(Recorded data)
########################################

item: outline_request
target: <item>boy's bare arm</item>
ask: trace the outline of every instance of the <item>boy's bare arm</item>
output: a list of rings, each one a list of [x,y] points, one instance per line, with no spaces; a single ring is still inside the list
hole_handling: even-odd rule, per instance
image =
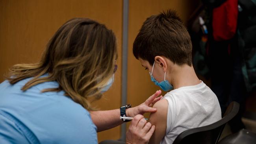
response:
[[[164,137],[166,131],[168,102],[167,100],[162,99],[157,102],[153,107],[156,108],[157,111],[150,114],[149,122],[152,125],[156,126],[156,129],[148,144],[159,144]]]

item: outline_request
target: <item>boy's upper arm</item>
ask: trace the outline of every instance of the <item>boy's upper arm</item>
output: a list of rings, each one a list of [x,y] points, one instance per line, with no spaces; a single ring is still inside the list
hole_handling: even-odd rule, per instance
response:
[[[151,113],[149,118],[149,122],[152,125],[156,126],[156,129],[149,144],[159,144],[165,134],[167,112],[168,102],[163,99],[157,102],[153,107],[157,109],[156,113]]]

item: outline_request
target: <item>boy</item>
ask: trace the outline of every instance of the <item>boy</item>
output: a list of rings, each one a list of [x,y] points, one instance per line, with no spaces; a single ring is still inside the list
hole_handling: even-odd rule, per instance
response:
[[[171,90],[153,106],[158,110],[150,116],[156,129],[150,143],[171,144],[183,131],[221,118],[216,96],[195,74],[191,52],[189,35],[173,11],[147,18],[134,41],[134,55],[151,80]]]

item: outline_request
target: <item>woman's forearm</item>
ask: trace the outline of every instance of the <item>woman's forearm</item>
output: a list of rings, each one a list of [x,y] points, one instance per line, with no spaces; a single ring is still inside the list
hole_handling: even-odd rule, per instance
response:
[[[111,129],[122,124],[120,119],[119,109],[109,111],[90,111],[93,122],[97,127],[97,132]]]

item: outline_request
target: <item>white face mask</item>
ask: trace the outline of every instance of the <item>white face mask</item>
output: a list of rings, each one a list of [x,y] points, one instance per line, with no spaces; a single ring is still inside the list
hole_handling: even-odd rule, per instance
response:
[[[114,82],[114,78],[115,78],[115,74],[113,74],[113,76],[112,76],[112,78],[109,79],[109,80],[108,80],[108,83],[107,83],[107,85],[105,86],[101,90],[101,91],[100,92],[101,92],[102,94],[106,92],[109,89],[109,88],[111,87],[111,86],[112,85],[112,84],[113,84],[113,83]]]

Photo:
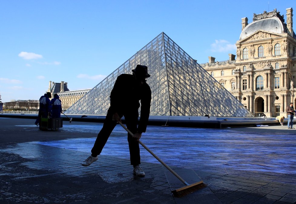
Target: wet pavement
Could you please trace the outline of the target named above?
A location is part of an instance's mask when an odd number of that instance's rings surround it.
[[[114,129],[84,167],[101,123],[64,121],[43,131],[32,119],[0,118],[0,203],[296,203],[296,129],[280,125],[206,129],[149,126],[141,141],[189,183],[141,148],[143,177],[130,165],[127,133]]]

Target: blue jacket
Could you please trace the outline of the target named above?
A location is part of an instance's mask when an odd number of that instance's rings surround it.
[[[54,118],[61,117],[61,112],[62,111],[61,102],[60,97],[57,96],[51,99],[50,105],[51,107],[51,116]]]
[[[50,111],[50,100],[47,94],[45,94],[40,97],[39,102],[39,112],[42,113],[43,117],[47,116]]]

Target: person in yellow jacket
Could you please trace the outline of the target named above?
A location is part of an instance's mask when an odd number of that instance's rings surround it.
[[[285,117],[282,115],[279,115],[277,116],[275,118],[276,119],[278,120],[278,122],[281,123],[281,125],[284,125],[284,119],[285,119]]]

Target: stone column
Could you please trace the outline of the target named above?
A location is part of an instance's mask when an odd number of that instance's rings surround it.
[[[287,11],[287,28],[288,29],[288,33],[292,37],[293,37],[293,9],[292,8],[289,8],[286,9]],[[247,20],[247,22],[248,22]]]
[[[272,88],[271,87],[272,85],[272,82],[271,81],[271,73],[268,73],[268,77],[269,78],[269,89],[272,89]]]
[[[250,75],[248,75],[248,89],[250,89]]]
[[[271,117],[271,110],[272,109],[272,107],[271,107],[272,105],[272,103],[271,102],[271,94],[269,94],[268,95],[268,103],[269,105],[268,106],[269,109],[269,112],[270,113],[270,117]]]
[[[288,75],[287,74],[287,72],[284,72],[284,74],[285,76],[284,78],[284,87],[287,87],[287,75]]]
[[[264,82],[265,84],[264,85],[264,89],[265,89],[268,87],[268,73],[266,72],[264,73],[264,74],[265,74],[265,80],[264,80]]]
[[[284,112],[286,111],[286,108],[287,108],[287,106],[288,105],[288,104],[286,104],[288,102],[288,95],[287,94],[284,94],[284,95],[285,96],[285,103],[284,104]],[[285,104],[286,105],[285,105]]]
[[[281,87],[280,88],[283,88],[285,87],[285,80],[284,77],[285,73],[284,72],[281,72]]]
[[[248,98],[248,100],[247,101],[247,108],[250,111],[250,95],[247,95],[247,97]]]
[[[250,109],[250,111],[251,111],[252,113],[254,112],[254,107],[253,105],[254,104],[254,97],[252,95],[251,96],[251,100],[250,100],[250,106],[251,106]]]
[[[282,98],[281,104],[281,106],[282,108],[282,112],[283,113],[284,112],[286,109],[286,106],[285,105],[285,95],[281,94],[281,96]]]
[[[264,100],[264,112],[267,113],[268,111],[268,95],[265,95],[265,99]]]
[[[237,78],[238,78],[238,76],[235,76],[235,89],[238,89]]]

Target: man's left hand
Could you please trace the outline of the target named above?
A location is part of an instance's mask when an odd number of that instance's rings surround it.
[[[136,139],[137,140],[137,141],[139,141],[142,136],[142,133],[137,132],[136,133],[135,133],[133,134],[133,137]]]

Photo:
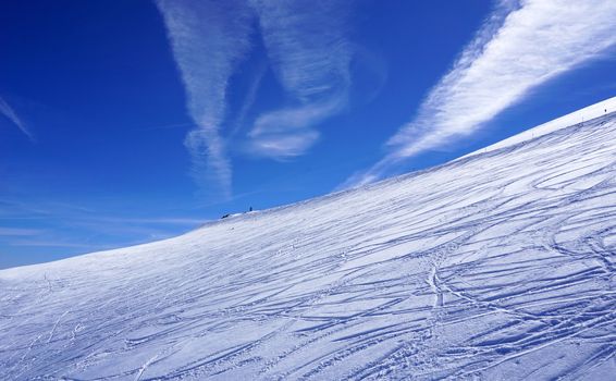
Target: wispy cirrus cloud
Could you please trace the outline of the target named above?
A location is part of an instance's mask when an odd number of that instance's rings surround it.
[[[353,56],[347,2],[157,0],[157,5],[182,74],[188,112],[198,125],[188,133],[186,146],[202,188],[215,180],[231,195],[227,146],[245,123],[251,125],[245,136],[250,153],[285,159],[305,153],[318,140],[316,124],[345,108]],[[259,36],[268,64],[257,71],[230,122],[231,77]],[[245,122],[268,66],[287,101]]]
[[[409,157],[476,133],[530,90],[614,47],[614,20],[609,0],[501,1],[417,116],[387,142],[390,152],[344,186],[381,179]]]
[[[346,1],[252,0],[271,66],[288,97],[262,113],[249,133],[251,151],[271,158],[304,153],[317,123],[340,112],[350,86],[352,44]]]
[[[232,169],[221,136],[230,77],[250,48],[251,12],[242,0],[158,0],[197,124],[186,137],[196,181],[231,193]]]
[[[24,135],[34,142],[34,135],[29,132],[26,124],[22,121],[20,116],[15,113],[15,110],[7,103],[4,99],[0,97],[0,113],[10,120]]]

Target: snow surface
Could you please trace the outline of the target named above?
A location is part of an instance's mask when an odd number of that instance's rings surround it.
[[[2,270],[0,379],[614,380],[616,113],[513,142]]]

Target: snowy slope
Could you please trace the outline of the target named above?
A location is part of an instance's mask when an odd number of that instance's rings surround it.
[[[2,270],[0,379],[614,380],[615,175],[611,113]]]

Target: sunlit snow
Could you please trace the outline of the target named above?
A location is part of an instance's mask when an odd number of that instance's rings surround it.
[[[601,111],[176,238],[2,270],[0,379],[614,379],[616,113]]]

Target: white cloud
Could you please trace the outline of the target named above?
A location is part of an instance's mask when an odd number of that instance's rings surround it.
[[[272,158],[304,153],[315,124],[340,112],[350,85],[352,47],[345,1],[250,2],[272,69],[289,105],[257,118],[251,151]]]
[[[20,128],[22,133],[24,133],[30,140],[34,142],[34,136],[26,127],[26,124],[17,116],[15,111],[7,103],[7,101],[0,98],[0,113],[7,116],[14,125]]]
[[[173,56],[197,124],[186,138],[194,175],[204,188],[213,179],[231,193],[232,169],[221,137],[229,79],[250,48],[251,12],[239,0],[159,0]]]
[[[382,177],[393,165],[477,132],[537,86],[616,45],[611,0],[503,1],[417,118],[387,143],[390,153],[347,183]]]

########################################

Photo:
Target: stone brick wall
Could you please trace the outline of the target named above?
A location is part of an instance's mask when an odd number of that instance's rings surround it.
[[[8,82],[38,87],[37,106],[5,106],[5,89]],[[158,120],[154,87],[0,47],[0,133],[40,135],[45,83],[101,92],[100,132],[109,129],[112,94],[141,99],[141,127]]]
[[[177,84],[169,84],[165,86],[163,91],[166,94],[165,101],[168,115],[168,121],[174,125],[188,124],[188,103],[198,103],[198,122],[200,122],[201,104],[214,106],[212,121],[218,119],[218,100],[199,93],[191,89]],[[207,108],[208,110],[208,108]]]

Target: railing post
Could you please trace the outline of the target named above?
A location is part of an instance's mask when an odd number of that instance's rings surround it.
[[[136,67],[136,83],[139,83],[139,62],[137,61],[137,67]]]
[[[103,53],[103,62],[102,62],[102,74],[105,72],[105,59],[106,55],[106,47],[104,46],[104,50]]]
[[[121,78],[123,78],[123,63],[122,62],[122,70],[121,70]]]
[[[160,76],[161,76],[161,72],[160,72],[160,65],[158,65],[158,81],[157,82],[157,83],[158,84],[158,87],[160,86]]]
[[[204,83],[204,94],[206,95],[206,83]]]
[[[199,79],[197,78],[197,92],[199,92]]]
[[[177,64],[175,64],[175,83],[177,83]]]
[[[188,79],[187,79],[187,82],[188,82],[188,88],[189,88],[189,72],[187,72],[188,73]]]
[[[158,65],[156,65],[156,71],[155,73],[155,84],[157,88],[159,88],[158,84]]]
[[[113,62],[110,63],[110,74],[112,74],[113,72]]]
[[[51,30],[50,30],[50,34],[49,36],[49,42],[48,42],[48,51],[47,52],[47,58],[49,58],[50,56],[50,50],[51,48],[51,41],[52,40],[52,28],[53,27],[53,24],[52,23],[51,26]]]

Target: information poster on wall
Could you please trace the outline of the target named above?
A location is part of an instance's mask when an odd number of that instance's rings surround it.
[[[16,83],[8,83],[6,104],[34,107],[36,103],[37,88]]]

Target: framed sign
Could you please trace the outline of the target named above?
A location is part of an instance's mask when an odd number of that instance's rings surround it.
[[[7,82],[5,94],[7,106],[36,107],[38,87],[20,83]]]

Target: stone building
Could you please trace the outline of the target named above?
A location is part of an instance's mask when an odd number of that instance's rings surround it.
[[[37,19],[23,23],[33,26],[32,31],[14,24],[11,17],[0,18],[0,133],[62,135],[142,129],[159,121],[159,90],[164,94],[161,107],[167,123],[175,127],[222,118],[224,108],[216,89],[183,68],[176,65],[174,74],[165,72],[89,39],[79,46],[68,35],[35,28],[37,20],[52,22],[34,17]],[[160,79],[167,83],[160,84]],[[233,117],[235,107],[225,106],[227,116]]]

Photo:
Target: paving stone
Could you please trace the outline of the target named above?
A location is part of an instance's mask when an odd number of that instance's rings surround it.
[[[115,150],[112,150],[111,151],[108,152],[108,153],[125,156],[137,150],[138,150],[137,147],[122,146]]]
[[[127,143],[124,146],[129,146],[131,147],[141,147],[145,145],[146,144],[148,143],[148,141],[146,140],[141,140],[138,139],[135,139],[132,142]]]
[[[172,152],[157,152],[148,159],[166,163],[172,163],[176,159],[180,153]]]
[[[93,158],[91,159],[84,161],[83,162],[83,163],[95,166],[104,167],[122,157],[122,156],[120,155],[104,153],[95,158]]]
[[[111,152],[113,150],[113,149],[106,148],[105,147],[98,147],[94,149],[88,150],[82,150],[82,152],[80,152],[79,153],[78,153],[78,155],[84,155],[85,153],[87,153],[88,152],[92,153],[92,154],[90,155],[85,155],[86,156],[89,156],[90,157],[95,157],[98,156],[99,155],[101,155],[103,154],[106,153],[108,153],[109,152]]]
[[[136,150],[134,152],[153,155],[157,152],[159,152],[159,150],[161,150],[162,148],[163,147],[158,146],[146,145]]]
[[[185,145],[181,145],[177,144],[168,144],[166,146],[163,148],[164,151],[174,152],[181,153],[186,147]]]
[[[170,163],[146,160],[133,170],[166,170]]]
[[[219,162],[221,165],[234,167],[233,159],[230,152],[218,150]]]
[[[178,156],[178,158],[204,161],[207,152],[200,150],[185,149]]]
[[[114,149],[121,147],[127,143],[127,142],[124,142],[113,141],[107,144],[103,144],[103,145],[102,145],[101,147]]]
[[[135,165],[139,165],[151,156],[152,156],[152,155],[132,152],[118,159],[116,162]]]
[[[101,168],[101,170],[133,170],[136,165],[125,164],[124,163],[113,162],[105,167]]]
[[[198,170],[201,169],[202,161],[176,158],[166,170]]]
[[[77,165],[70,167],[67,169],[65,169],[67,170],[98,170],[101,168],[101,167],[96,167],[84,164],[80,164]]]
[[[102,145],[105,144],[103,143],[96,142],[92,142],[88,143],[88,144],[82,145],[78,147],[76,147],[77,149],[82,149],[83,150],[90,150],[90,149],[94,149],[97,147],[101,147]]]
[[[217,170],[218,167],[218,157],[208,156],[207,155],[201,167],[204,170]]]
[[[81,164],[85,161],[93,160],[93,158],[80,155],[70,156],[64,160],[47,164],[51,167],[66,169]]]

########################################

## [WHAT THIS TASK INVOLVES]
Repeat every line of the material from the one containing "Target: railing post" down to the one containing "[[[7,82],[5,94],[7,106],[36,107],[38,87],[20,83]]]", with both of those lines included.

## [ANSWER TO THE EXERCISE]
Target: railing post
Could you please trace the outline of the target named above?
A location is part of an instance's mask when an odd number of that instance's rings surround it.
[[[136,67],[136,83],[139,83],[139,62],[137,61],[137,67]]]
[[[103,53],[103,62],[102,62],[102,74],[105,72],[105,59],[106,55],[106,47],[104,46],[104,50]]]
[[[121,78],[123,78],[123,63],[122,62],[122,70],[121,70]]]
[[[160,76],[161,76],[161,72],[160,72],[160,65],[158,65],[158,81],[157,82],[157,83],[158,84],[158,87],[160,86]]]
[[[204,83],[204,94],[206,95],[206,83]]]
[[[199,79],[197,78],[197,92],[199,92]]]
[[[177,64],[175,64],[175,83],[177,83]]]
[[[188,79],[187,79],[187,82],[188,82],[188,88],[189,88],[189,72],[187,72],[188,73]]]
[[[158,65],[156,65],[156,71],[155,73],[155,84],[157,88],[159,88],[158,84]]]
[[[113,62],[110,63],[110,74],[112,74],[113,72]]]
[[[51,30],[50,30],[50,34],[49,36],[49,42],[48,42],[48,51],[47,52],[47,58],[49,58],[50,56],[50,50],[51,48],[51,41],[52,40],[52,28],[53,27],[53,24],[52,23],[51,26]]]

Target: information poster on wall
Could you please trace the outline of the target named above?
A location is part of an instance's mask when an odd number of that instance's rings surround it.
[[[16,83],[8,83],[6,104],[34,107],[36,103],[37,88]]]

Target: framed sign
Could you please trace the outline of the target named above?
A location is part of an instance's mask when an odd number of that instance's rings surround it.
[[[7,82],[5,94],[7,106],[36,107],[38,87],[20,83]]]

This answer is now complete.